> _提供テキスト_:
===============

まーあんまりいい印象はないですね。自分がそうだったんですけどね。育ちのいい子ばかりの場所で育ってたらまた違った印象になったんだろうなと思うんですが。

これ食べ物の好き嫌いに似ていて、上手に味付けされたうまい料理だと人参でもピーマンでも食べれるようになるんですが、火が通ってなくて臭みが残ってたりすると一発で嫌いになるんですよね。そんな料理を毎回出されたら超嫌いになりますね。要するに環境です。なので嫌いって言ってる人が悪いというより環境に恵まれなかったんだろうなと思ってます。

で、理由はどうあれ子供が嫌いになっちゃってる人の所に子供写真入りで年賀状送ったら嫌がられますね。「ニンジンいらないよ」って言ってるのに器にたっぷり盛られるようなもんですからね。

2. 独身・不妊などの訳ありパターン

まず独身のほう。独身でも若いうちはまあいいんです。自分も数年後には結婚するんだろうなと希望があるんで。これが40過ぎたりするとキツくて「ああ自分はもう無理なのかな」とか考えたりします。そんな所に幸せそうな写真が来るとウッとなりますね。「心せま!」って言われそうですがウッってなるんです。

不妊の方も切実です。不妊治療って結構お金かかるんですよ。婦人科で周期見てもらってタイミングはかるだけの奴なら保険効くんでまだいいんですけど、人工授精になってくると保険適用外で金額が上がります。2万くらい取られます。体外受精になると一気に跳ね上がって50万です。それでも確率が30%程度で、しかも「体外受精を行う技師の腕にもよります」とか言われてめっちゃモヤモヤします。

不妊というと「高齢になるまでプライベート優先してたんでしょ?」って思われそうですが、単純に相手がいなかったり、生活が大変だったりと、個人や家庭の事情もあります。というか若くても不妊の人は結構いて、婦人科行くと20代の人でもざらにいます。体質もあるので大変ですね。数ヶ月から年単位で病院通いする人もいます。

===============

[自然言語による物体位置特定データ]
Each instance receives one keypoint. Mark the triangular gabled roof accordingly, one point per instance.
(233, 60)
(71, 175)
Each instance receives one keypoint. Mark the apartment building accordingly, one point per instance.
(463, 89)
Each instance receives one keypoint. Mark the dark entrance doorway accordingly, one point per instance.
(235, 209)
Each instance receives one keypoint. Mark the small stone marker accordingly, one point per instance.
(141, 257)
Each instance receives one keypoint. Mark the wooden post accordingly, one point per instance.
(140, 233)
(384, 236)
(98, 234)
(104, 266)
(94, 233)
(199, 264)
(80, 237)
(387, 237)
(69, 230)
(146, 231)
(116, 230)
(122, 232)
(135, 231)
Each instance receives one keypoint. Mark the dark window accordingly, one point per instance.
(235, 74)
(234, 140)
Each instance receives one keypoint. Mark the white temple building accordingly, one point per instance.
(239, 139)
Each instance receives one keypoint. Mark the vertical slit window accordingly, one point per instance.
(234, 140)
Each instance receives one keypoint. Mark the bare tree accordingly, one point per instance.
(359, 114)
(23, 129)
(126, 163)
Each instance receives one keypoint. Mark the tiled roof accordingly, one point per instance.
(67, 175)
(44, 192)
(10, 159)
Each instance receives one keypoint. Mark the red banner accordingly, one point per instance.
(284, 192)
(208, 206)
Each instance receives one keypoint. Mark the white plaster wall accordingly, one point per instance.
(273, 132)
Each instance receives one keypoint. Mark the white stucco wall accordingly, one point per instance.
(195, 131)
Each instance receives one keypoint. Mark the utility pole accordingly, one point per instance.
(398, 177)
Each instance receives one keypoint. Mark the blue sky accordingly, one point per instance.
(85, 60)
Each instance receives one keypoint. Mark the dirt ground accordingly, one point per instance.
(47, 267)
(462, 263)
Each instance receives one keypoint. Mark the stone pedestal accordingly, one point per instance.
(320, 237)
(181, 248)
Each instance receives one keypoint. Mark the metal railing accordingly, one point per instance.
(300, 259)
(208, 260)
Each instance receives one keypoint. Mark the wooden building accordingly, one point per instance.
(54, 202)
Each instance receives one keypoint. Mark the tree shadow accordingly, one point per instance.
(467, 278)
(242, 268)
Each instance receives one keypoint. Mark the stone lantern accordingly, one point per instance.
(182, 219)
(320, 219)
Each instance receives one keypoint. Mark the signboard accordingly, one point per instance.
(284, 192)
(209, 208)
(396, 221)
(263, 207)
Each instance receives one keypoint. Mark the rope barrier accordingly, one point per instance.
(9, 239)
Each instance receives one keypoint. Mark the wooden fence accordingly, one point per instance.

===============

> _取り組む課題_:
A - 年賀状に関する文章では、体外受精にかかる金額はいくらとされていますか。
B - 年賀状に関する文章のうち、「で、理由はどうあれ子供が嫌い」から「れてめっちゃモヤモヤします。」までを、両端を含めてそのまま繰り返してください。
C - 年賀状に関する文章の続きを引き取り、最後の文の後から書き進めてください。
エントリは別の出典から取ったものです。

> _回答一覧_:
A - 50万です。

B -
で、理由はどうあれ子供が嫌いになっちゃってる人の所に子供写真入りで年賀状送ったら嫌がられますね。「ニンジンいらないよ」って言ってるのに器にたっぷり盛られるようなもんですからね。

2. 独身・不妊などの訳ありパターン

まず独身のほう。独身でも若いうちはまあいいんです。自分も数年後には結婚するんだろうなと希望があるんで。これが40過ぎたりするとキツくて「ああ自分はもう無理なのかな」とか考えたりします。そんな所に幸せそうな写真が来るとウッとなりますね。「心せま!」って言われそうですがウッってなるんです。

不妊の方も切実です。不妊治療って結構お金かかるんですよ。婦人科で周期見てもらってタイミングはかるだけの奴なら保険効くんでまだいいんですけど、人工授精になってくると保険適用外で金額が上がります。2万くらい取られます。体外受精になると一気に跳ね上がって50万です。それでも確率が30%程度で、しかも「体外受精を行う技師の腕にもよります」とか言われてめっちゃモヤモヤします。

C -
そんな感じで悩んでる所に子供写真入りで(ry
このパターンの人は子供嫌いじゃないんですが、「期間限定で今は子供チョット嫌い」です。

3. 子どもに興味も面識もないよ! のパターン

これはグッと来ました。知らないから、面識がないからモヤッとしたりイラッとする。心当たりがありますね。

似た状況で旅行先で見たテレビの地方局でローカルタレントがめっちゃ騒いでるというのがありまして、自分が”ひいき”にしてる全国区のタレントにうざ絡みしてるのを見て結構イライラしたことがあります。お前ナニしてんだよと。ちょっと失礼だよと。

あとテレビで面白くない素人がグイグイ出てくる時とかですかね。初めはいいけどだんだんイライラしますね。どちらにも共通してるのは 誰やお前 というところですね。

この場合は認知的不協和

認知的不協和(にんちてきふきょうわ、英: cognitive dissonance)とは、人が自身の中で矛盾する認知を同時に抱えた状態、またそのときに覚える不快感を表す社会心理学用語。人はこれを解消するために、自身の態度や行動を変更すると考えられている。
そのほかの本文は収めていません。